**Requirement**
From the first line to the last, transcribe the data exactly.

═══ Data excerpts ═══

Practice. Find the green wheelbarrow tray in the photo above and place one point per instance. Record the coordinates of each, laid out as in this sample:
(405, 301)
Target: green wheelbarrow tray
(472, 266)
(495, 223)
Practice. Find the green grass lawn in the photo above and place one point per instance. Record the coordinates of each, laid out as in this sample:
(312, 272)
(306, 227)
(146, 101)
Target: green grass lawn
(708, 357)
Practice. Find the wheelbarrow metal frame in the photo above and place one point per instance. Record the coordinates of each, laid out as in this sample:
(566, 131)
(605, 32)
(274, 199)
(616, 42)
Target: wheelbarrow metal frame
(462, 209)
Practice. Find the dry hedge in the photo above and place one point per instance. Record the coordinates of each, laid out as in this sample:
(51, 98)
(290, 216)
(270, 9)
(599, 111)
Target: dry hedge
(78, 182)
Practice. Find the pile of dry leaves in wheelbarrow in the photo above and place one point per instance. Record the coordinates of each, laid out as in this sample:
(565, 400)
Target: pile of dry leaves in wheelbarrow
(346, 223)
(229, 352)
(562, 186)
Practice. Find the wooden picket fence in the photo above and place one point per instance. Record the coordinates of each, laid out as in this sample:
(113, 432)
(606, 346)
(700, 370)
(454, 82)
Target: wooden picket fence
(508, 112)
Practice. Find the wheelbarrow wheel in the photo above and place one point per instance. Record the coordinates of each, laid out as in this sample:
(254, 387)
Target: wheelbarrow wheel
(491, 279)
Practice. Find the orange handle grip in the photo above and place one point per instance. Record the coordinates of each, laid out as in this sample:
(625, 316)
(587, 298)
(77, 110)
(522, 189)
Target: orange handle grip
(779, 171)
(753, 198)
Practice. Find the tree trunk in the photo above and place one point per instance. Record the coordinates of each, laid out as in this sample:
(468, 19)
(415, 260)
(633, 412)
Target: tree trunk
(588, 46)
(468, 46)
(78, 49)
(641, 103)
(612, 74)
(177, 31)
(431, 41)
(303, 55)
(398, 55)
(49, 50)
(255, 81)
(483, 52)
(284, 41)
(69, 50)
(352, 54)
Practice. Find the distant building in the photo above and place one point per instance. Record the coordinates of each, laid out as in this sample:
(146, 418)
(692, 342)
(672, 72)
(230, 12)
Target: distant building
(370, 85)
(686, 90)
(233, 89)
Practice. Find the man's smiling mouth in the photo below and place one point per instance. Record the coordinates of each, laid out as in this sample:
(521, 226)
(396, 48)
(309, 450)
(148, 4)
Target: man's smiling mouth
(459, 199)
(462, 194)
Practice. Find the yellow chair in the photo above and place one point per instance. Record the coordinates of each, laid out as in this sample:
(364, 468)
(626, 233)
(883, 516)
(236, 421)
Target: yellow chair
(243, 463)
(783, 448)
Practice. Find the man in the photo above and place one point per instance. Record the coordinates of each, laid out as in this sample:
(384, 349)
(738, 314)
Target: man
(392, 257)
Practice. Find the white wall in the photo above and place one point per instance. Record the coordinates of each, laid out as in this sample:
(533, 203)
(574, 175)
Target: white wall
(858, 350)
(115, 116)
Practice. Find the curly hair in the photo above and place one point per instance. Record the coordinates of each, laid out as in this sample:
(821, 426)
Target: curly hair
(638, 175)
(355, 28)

═══

**Task output**
Practice. Find the green wheelbarrow tray in the photo above and place one point per instance. Record the coordinates of each, laid out as in this sample:
(405, 301)
Target: green wheelbarrow tray
(472, 266)
(495, 223)
Practice. Find the green grass lawn in the photo above and place one point per instance. Record the coordinates of each, laid out as in this sample:
(312, 272)
(306, 227)
(146, 101)
Target: green grass lawn
(708, 357)
Practice. Find the wheelbarrow metal frame in the photo above and place one point per instance. Record the coordinates of each, laid out as in this sample:
(566, 131)
(605, 32)
(274, 199)
(616, 42)
Target: wheelbarrow metal frame
(462, 209)
Practice. Find the dry hedge in the photo above and place one point per instance. Record the coordinates of each, laid out as in this sample:
(51, 98)
(290, 216)
(270, 9)
(599, 111)
Target: dry hedge
(78, 182)
Practice. Find the pile of dry leaves in wheelbarrow in the photo above and place one point per instance. Record the coordinates of each, laid out as in this sample:
(565, 400)
Target: pile of dry leaves in wheelbarrow
(346, 223)
(229, 352)
(562, 186)
Practice. Find the wooden picket fence in the photo above and place one point per instance. Record the coordinates of each, laid out as in this sample:
(113, 432)
(606, 346)
(700, 370)
(454, 82)
Target: wooden picket fence
(508, 112)
Practice. Find the wheelbarrow wheel in the photo above and place one point per instance. Record the coordinates of each, laid out as in this sample:
(254, 387)
Target: wheelbarrow wheel
(491, 279)
Practice. Find the orange handle grip in the photo above and place one point per instance. Record the coordinates of each, laid out as in this sample:
(625, 316)
(587, 298)
(77, 110)
(522, 189)
Target: orange handle grip
(779, 171)
(753, 198)
Practice. Find the tree trunk in the photo above and place one point per instance. Record the coordinates of each, laid out as in this sample:
(468, 19)
(415, 260)
(633, 412)
Target: tree trunk
(588, 46)
(468, 46)
(78, 49)
(641, 103)
(612, 74)
(177, 31)
(431, 41)
(303, 55)
(398, 55)
(49, 50)
(255, 81)
(483, 52)
(284, 41)
(69, 50)
(352, 54)
Practice. Find the distant building in the photo above and place one point per instance. Record the coordinates of each, laid out as in this sample:
(146, 418)
(692, 342)
(672, 72)
(230, 12)
Target: distant building
(370, 85)
(686, 90)
(233, 89)
Practice. Find the man's smiling mouth in the photo below and place one point per instance. Record the coordinates of each, laid out as in this sample:
(521, 226)
(396, 48)
(309, 450)
(148, 4)
Target: man's smiling mouth
(459, 199)
(462, 194)
Practice. Find the yellow chair in the photo above and place one point per instance. Record the coordinates of each, laid out as in this sample:
(364, 468)
(626, 233)
(883, 516)
(236, 421)
Target: yellow chair
(243, 463)
(783, 448)
Practice. Find the man in the photo above and place one point per instance. Record the coordinates of each, laid out as in this sample:
(384, 349)
(738, 314)
Target: man
(392, 257)
Practice. Find the white wall in the photo above and place one point per instance. Record the coordinates of each, laid out as in this sample:
(533, 203)
(574, 175)
Target: white wall
(858, 350)
(115, 116)
Practice. Find the curly hair in the photo above and place one point per instance. Record the coordinates of each, laid out as in this sample:
(821, 426)
Target: curly hair
(638, 175)
(355, 28)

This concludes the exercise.